■ **WHAT TO DO**
Counting the line with "Might I ask you to indicate the red socks" as the last one, copy out the lines of the data exactly from the first onward.

──────── TASK DATA ────────

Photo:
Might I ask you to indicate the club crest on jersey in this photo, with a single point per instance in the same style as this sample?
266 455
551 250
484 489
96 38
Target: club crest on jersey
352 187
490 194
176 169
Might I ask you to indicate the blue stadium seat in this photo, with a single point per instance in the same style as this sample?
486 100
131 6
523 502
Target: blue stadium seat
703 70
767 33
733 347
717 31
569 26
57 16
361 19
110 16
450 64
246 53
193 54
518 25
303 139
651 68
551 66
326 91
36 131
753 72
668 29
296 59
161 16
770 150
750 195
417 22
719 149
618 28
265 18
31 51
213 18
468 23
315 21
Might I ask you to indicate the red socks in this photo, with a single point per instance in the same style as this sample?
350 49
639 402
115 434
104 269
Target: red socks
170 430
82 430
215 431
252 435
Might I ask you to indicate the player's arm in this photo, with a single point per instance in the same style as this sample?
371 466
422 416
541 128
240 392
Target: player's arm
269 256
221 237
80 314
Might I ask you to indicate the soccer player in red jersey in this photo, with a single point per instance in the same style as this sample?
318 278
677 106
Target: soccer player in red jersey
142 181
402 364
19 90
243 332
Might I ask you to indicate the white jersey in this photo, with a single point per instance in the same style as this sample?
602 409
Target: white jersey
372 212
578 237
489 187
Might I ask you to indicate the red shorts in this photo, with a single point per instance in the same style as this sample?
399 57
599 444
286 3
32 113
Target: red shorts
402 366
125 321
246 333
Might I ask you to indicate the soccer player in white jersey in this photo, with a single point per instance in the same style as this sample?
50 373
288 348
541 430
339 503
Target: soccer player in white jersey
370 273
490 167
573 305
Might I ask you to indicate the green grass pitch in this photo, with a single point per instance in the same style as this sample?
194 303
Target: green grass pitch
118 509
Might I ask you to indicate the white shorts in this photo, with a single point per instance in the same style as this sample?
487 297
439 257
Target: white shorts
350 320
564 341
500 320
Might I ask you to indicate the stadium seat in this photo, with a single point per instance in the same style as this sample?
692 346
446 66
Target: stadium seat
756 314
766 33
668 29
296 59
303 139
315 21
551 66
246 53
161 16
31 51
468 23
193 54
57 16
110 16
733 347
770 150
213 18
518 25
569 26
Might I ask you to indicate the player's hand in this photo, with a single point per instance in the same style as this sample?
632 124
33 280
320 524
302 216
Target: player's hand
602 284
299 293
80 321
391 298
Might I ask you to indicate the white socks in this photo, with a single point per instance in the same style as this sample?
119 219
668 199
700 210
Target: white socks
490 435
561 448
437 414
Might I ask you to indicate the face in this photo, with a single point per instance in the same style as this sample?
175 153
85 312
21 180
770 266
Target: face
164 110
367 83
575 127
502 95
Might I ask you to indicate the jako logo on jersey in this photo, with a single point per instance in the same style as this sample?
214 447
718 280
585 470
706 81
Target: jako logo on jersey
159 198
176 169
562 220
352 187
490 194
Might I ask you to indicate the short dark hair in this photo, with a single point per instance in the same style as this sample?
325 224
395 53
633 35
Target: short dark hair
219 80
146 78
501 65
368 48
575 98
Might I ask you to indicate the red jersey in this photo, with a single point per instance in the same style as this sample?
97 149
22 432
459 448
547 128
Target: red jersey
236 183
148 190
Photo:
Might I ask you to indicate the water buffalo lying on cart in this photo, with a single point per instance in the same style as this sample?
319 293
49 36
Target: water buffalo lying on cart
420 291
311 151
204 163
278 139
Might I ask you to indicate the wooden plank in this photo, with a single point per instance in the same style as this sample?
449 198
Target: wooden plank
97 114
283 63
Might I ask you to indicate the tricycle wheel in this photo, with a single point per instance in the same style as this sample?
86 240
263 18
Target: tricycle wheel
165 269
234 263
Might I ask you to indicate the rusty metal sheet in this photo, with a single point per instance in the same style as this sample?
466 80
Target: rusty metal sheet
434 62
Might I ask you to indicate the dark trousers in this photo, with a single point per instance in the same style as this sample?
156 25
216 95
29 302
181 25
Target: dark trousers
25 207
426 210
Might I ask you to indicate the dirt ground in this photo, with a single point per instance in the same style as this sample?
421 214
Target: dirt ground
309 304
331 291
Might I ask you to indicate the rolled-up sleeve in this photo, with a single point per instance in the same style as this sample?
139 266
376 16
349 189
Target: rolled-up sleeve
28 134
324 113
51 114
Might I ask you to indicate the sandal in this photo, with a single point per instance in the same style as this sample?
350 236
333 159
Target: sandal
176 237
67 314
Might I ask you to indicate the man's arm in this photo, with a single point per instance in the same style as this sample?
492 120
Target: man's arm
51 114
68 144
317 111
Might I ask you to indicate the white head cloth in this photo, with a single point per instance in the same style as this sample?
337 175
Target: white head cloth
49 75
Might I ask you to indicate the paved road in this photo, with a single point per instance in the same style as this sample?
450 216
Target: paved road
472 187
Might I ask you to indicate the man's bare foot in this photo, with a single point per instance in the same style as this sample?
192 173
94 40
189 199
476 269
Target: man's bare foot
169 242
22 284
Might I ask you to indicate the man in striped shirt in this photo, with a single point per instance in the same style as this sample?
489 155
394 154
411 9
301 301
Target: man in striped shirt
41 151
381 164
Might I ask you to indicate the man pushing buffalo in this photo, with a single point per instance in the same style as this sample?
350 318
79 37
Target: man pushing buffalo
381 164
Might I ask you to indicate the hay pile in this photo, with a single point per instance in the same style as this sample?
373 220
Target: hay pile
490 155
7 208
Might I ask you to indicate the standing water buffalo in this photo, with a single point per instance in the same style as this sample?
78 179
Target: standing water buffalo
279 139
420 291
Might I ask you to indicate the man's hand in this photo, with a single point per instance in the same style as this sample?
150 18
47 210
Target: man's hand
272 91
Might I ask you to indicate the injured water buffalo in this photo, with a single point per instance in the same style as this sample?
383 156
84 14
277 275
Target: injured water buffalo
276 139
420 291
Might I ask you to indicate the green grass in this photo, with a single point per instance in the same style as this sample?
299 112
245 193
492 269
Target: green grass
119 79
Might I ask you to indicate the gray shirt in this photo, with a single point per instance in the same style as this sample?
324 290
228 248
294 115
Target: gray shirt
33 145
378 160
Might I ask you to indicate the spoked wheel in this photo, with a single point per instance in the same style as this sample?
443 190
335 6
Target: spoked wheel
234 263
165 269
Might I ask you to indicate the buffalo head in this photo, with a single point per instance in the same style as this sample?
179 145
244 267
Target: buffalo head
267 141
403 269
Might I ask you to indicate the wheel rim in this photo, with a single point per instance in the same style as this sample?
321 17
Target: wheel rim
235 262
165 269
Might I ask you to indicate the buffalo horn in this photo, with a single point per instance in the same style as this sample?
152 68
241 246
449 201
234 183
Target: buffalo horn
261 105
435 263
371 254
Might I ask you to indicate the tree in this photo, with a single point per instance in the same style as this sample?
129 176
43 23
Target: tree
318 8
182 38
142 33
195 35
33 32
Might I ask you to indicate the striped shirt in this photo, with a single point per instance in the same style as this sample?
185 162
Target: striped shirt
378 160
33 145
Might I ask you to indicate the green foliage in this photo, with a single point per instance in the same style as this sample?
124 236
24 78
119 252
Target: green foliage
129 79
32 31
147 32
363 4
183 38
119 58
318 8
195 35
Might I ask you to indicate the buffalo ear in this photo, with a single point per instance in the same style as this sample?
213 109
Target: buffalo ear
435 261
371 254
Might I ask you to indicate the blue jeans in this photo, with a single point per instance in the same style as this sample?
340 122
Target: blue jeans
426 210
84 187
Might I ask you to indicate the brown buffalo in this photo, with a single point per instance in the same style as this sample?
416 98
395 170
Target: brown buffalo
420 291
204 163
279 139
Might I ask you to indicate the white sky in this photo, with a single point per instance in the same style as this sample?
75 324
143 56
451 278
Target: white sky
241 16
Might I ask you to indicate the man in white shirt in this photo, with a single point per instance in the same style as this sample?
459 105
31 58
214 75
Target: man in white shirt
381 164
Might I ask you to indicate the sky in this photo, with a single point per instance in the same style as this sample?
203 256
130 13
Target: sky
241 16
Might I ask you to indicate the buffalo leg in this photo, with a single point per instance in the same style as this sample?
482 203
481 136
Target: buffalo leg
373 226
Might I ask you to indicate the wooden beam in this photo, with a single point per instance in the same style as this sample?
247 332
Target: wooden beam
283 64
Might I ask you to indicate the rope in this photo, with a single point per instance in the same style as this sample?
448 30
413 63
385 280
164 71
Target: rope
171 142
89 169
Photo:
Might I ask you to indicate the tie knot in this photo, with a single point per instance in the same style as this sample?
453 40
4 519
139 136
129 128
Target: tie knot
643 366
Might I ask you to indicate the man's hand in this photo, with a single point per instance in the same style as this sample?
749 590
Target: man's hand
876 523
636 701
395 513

────────

■ **SOLUTION BELOW**
Photo:
Might I ask you to indicate the club crest on jersey in this photo, with a single point per instance in the same style as this sample?
266 455
551 250
484 489
96 38
Target: club crest on jersey
352 187
490 194
176 169
Might I ask you to indicate the blue stadium seat in this photo, with a single point per instance in the same style as this sample?
486 100
131 6
523 502
Target: blue stadium seat
703 70
767 33
733 347
717 31
569 26
57 16
361 19
110 16
450 64
246 53
193 54
518 25
303 139
651 68
551 66
326 91
36 131
753 72
668 29
296 59
161 16
770 150
750 195
417 22
719 149
618 28
265 18
31 51
213 18
468 23
315 21
Might I ask you to indicate the red socks in this photo, with a single point per instance in the same style as this sample?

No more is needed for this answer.